* Brief *
Rescale the records from their start through the line that contains "(123, 57), (209, 146)", both ends included, by writing every line again, with the requests and their sample output lines unchanged and each coordinate in the answers multiplied by 0.25 and rounded to a whole number, halves rounding up. Leave the pictures out of your reply.

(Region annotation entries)
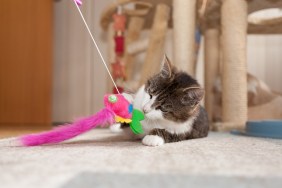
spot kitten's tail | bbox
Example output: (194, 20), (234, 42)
(19, 108), (114, 146)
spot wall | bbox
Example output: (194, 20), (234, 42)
(53, 0), (282, 122)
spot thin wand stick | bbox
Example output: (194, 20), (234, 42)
(73, 0), (120, 94)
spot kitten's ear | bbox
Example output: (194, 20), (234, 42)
(181, 87), (205, 107)
(161, 54), (172, 78)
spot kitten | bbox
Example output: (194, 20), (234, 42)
(123, 57), (209, 146)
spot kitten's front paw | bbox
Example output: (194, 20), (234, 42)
(110, 123), (122, 133)
(142, 135), (164, 146)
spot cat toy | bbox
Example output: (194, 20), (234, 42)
(19, 0), (144, 146)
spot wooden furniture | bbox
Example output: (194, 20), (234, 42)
(101, 0), (282, 130)
(0, 0), (53, 128)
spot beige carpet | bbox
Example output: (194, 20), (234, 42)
(0, 129), (282, 188)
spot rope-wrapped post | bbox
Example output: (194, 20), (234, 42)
(139, 3), (170, 85)
(173, 0), (196, 76)
(221, 0), (247, 130)
(204, 28), (220, 125)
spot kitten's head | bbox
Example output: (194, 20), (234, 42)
(142, 56), (204, 122)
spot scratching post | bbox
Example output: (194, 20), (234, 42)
(139, 4), (170, 85)
(173, 0), (196, 76)
(204, 28), (220, 125)
(125, 17), (144, 80)
(221, 0), (247, 129)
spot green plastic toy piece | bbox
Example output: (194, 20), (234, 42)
(129, 109), (145, 134)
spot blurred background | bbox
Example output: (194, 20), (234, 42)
(0, 0), (282, 132)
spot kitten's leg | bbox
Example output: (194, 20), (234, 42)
(142, 129), (187, 146)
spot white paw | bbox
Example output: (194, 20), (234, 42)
(142, 135), (164, 146)
(110, 123), (123, 133)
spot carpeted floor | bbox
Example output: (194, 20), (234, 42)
(0, 129), (282, 188)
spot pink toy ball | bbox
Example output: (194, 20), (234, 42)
(74, 0), (82, 6)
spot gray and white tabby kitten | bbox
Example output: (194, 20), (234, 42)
(118, 57), (209, 146)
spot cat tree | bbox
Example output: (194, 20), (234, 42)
(198, 0), (282, 130)
(101, 0), (282, 130)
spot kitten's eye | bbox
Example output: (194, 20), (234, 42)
(189, 101), (198, 107)
(160, 104), (172, 113)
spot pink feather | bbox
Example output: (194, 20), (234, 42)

* Result for this exercise *
spot kitten's tail | bbox
Example output: (194, 20), (234, 42)
(5, 27), (29, 37)
spot wall | bbox
Example output: (194, 20), (234, 42)
(13, 0), (71, 31)
spot thin wand stick | bbox
Example output: (194, 20), (234, 42)
(18, 0), (30, 24)
spot kitten's ear | bbox
Example output: (194, 20), (234, 42)
(45, 22), (51, 27)
(40, 14), (43, 20)
spot kitten | bbox
Example output: (194, 20), (234, 42)
(31, 14), (52, 37)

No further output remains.